Textauszug –
· · ·

Es kommt schon mal vor, dass ein Handwerker gegen die Vorleistung eines anderen Gewerkes Bedenken anmelden muss. Kurios erscheint da der Fall eines Bodenlegers, der gegen die eigene Leistung nachträglich Bedenken anmelden wollte. Ist das überhaupt möglich?

Der Fall
Ein Bodenleger verlegte einen Elastomer-Bodenbelag in einem Bürogebäude. Nach der Verlegung wies der Bodenbelag durch den Eintrag von Sandkörnern über die gesamte Fläche kleine Pickel auf. Der Auftraggeber verlangte, den Bodenbelag vollständig zu erneuern, da er die Auffassung vertrat, dass die kleinen Sandkörner Mängel seien.

· · ·

Bereitgestellte Daten –

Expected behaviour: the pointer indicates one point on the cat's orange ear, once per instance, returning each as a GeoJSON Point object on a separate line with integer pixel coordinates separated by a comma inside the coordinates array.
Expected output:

· · ·

Aufgaben –
a) Stimmen die folgenden Aussagen mit dem Textauszug überein? Antworte jeweils mit Ja oder Nein und zitiere die entscheidenden Worte aus dem Text.
(i) Der Bodenleger verlegte den Belag in einem Wohnhaus.
(ii) Die kleinen Pickel zeigten sich über die gesamte Fläche.
(iii) Der Auftraggeber verlangte nur eine teilweise Ausbesserung des Bodenbelags.
b) Gib aus dem Textauszug alles von „Es kommt schon“ bis hinunter zu „Sandkörner Mängel seien.“ wortgetreu aus.

Lösungen –
a)
(i) Nein: „in einem Bürogebäude“
(ii) Ja: „über die gesamte Fläche kleine Pickel“
(iii) Nein: „den Bodenbelag vollständig zu erneuern“

b)
Es kommt schon mal vor, dass ein Handwerker gegen die Vorleistung eines anderen Gewerkes Bedenken anmelden muss. Kurios erscheint da der Fall eines Bodenlegers, der gegen die eigene Leistung nachträglich Bedenken anmelden wollte. Ist das überhaupt möglich?

Der Fall
Ein Bodenleger verlegte einen Elastomer-Bodenbelag in einem Bürogebäude. Nach der Verlegung wies der Bodenbelag durch den Eintrag von Sandkörnern über die gesamte Fläche kleine Pickel auf. Der Auftraggeber verlangte, den Bodenbelag vollständig zu erneuern, da er die Auffassung vertrat, dass die kleinen Sandkörner Mängel seien.